* start MATERIAL SUPPLIED *

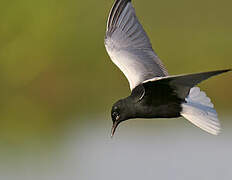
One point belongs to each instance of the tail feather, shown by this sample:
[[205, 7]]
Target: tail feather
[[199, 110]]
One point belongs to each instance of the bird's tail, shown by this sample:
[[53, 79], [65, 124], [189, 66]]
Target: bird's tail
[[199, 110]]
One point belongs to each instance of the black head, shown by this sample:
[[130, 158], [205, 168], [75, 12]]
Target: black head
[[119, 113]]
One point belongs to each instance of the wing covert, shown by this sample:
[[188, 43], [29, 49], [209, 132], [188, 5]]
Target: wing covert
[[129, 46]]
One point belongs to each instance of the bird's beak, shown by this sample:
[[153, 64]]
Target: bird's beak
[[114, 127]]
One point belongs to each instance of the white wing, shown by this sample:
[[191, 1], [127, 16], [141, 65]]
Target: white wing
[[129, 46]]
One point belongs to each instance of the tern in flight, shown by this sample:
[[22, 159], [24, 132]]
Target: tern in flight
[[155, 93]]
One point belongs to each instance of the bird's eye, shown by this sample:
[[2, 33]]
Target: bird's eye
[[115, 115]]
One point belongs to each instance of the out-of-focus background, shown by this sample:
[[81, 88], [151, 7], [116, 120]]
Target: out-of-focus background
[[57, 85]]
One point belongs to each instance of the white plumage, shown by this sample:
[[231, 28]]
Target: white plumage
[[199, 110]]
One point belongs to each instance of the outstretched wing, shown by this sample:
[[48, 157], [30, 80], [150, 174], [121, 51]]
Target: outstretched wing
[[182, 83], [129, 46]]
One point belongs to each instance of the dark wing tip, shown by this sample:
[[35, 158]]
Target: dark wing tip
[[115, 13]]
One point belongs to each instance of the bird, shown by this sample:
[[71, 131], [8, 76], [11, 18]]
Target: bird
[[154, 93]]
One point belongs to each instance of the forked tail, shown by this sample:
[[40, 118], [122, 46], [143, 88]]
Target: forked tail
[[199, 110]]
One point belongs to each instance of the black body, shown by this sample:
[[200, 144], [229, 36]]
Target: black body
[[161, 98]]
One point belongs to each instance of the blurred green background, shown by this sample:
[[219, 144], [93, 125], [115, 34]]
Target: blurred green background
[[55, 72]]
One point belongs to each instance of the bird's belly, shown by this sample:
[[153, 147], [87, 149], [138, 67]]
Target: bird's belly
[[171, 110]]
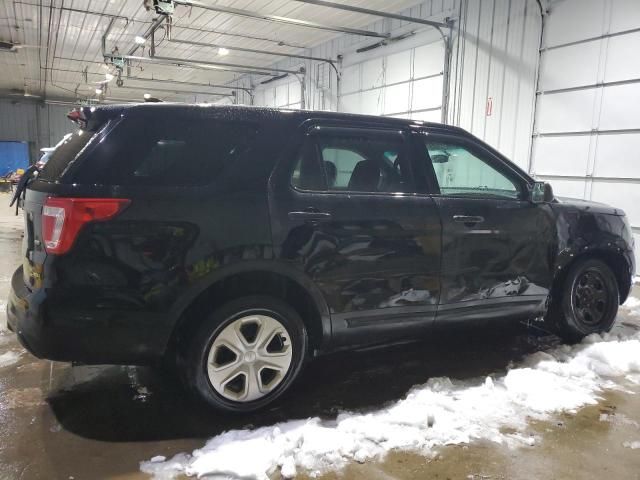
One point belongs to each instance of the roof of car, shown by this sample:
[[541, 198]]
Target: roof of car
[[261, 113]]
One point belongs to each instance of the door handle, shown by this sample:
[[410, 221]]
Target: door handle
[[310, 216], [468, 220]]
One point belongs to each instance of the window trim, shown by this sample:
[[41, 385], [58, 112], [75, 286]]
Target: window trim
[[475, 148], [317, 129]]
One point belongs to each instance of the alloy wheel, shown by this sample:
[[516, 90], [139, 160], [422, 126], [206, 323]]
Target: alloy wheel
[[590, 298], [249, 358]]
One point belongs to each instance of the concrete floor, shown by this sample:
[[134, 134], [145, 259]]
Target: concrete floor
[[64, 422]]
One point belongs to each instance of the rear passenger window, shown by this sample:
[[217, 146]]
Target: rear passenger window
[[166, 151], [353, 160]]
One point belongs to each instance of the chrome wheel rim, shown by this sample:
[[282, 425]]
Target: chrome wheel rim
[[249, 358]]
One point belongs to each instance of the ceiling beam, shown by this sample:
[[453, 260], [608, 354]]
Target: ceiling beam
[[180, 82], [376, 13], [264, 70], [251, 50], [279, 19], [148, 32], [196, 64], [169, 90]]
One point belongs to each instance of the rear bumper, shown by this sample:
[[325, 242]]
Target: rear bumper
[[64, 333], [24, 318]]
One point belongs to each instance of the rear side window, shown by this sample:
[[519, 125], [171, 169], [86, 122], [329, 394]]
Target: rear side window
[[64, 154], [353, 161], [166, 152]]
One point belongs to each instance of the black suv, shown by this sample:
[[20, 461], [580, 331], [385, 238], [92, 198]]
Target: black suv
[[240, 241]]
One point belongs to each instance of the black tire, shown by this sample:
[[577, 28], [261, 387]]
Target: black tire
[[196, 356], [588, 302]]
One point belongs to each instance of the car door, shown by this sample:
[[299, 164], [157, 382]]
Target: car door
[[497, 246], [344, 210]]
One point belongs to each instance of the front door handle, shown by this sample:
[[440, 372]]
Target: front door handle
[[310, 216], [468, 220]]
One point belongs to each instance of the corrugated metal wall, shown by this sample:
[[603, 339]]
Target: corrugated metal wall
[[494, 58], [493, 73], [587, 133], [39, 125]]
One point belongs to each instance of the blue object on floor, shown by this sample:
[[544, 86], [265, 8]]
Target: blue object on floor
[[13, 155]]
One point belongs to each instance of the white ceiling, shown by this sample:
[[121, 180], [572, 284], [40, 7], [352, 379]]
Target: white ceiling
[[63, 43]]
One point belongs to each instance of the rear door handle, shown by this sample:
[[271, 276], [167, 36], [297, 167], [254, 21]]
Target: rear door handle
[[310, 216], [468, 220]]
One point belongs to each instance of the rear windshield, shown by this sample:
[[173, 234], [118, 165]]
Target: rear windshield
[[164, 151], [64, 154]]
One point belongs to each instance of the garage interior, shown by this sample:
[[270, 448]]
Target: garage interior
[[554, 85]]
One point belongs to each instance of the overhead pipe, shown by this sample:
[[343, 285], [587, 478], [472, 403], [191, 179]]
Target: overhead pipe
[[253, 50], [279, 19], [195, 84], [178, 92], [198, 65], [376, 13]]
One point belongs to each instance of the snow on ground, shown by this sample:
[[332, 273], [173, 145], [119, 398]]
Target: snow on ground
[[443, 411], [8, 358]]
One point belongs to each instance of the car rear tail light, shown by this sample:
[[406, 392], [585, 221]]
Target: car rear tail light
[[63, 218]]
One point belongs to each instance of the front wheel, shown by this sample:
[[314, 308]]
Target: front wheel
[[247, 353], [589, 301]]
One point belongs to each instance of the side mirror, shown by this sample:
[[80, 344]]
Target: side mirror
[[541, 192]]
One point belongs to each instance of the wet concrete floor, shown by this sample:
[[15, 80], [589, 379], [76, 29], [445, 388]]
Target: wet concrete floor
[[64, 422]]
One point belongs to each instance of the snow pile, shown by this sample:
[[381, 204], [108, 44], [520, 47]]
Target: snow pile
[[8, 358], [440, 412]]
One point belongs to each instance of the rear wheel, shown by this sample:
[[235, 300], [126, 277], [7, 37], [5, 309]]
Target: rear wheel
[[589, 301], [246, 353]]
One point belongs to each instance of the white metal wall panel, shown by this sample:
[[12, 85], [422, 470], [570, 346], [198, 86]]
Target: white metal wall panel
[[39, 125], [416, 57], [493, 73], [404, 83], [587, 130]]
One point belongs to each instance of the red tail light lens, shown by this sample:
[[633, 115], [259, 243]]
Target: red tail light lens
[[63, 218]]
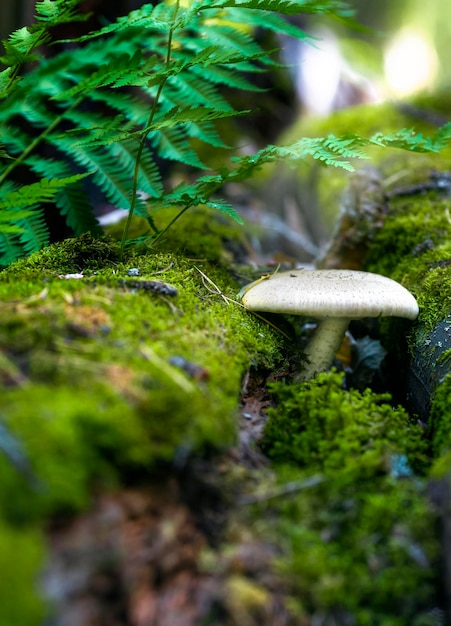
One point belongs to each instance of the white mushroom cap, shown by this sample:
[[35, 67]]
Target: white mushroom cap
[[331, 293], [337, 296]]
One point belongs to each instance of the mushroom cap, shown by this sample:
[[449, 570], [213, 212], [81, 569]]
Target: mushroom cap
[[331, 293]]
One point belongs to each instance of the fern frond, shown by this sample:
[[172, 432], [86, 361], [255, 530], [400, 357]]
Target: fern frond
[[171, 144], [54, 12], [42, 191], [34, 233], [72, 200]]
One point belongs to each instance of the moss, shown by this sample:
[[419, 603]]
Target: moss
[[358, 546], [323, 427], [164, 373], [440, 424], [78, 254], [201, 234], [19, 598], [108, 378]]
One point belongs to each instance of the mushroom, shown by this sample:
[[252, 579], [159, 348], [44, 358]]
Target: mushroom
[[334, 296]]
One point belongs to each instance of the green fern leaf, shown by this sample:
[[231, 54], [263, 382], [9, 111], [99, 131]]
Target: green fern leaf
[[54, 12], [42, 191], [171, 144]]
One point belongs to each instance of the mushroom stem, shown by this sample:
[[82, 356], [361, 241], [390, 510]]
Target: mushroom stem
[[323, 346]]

* end MATERIAL SUPPLIED *
* start MATERIAL SUPPLIED *

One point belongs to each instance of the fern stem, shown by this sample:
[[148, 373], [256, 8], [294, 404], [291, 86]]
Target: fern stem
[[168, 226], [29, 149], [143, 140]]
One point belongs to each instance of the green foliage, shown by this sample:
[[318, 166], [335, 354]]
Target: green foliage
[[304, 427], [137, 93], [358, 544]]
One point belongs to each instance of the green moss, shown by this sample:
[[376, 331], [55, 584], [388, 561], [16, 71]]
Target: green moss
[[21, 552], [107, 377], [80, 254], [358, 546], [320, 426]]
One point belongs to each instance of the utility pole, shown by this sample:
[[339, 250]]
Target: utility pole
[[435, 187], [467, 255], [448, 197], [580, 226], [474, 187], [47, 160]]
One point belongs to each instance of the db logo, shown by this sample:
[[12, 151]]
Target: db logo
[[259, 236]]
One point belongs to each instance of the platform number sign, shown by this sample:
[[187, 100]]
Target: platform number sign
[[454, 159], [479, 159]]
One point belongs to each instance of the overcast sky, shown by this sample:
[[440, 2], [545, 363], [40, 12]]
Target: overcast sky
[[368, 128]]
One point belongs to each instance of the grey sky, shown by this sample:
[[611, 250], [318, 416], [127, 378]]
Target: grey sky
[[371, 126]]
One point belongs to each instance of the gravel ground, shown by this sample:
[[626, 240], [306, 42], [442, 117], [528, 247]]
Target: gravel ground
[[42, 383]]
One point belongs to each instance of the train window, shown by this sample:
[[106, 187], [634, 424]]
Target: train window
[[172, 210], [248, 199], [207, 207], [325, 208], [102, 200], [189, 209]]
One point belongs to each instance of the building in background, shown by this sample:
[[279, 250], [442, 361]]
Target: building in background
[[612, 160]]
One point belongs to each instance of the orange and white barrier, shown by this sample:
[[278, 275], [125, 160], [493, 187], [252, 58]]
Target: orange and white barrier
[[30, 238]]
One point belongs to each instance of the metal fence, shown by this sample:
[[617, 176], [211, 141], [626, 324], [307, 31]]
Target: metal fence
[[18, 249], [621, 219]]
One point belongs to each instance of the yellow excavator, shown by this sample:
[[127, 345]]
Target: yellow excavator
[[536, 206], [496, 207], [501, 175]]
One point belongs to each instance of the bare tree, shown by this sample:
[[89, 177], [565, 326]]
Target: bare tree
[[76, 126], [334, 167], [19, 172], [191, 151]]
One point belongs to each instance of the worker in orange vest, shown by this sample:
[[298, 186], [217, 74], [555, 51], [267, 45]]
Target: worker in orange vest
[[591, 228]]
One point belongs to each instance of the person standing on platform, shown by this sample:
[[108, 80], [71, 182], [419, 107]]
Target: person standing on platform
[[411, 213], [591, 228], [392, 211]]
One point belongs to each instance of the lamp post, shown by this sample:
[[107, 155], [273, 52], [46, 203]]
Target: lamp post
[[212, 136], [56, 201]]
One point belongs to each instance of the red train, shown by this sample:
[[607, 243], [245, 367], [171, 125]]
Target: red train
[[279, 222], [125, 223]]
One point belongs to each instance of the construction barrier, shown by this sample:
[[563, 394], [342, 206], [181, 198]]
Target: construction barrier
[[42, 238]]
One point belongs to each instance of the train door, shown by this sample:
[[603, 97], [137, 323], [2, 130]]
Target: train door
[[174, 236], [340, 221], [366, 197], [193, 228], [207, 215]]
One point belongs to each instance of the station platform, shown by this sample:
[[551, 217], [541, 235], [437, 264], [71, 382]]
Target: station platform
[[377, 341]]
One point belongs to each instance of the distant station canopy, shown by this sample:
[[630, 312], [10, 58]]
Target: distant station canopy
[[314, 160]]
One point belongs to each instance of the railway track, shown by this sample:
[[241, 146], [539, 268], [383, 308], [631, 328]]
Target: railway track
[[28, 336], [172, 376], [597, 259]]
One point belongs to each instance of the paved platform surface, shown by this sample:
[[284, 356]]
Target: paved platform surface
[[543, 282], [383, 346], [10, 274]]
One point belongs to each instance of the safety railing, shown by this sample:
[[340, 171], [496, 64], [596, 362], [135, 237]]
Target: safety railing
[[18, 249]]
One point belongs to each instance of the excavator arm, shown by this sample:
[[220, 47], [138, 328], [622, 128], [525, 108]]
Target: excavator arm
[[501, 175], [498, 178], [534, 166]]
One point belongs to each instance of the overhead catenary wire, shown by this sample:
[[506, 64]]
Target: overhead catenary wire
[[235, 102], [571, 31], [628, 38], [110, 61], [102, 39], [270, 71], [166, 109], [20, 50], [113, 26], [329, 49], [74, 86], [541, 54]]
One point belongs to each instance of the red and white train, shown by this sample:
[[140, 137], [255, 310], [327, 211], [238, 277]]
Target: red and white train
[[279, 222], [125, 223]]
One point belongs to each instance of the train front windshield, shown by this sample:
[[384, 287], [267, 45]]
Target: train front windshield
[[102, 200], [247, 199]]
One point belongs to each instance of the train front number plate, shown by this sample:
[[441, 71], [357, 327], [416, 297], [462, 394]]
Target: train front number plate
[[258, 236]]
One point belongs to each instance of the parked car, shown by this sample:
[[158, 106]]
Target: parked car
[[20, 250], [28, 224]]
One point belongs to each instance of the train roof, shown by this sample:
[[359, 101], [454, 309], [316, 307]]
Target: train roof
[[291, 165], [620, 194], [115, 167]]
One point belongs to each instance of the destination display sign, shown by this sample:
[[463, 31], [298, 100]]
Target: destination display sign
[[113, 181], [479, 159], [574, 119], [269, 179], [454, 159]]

* end MATERIAL SUPPLIED *
* start MATERIAL SUPPLIED *

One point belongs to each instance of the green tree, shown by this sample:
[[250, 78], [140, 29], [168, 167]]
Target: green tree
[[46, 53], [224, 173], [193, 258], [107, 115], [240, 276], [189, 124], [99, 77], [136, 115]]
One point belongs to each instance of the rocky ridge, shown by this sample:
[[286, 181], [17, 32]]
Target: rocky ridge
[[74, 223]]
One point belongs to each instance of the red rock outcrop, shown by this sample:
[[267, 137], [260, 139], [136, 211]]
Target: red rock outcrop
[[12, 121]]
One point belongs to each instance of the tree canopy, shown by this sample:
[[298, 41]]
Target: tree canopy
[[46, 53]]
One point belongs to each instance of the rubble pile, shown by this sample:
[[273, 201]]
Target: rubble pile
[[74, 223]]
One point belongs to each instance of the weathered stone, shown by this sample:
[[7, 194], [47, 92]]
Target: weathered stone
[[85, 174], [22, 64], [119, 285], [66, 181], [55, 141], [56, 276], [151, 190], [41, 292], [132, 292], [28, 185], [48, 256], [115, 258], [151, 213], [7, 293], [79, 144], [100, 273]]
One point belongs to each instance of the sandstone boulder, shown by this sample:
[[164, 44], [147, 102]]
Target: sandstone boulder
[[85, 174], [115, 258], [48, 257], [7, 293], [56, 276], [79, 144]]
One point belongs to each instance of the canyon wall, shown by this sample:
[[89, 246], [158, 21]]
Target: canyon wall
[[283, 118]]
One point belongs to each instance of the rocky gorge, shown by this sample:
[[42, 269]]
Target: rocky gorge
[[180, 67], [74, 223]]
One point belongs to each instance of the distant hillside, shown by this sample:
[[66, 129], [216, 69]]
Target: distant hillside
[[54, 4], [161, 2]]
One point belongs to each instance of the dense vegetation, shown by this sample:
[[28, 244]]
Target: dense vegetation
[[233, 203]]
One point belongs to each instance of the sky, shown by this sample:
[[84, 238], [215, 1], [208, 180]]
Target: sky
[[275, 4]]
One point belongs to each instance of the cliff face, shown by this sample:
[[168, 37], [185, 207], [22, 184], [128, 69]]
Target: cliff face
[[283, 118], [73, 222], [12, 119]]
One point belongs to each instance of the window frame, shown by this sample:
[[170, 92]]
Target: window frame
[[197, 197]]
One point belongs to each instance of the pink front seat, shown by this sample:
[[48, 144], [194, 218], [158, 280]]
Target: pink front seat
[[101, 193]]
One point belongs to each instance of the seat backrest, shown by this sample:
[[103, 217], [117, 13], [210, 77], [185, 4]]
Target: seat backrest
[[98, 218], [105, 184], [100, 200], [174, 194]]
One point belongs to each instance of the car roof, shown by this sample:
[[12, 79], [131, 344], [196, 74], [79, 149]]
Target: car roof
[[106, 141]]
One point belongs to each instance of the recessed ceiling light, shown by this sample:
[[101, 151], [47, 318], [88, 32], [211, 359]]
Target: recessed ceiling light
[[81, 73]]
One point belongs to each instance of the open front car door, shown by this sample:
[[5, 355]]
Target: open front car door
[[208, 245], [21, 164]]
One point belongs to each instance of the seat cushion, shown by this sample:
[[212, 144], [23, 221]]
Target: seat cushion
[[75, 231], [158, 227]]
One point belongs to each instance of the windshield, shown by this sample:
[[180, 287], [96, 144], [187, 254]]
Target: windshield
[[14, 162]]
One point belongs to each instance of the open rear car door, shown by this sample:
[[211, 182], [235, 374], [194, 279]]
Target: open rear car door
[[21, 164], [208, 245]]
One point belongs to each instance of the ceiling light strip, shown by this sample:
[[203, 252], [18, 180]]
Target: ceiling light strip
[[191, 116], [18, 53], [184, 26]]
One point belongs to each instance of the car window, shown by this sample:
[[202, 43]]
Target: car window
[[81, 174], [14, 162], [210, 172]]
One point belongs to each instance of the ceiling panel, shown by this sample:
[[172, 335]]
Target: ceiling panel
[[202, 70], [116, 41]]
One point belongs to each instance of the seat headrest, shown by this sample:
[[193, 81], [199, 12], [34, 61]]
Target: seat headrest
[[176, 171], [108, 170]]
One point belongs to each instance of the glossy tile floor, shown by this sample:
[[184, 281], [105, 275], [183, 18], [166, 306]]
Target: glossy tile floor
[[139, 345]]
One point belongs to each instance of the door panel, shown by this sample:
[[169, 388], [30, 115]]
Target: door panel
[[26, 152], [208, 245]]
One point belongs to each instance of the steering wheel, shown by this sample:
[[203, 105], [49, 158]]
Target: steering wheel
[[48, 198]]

* end MATERIAL SUPPLIED *

- WHAT IS NEEDED
Put the stretch of data above, from the line containing "One point belongs to each instance of the garage" through the line containing "[[554, 85]]", into a Markdown table with the columns "No." and "Text", one row per line with its number, blank lines left out.

- EXERCISE RESPONSE
| No. | Text |
|---|---|
| 1 | One point belongs to each instance of the garage interior, shown by this sample: |
| 2 | [[270, 448]] |
| 3 | Target: garage interior |
| 4 | [[554, 85]] |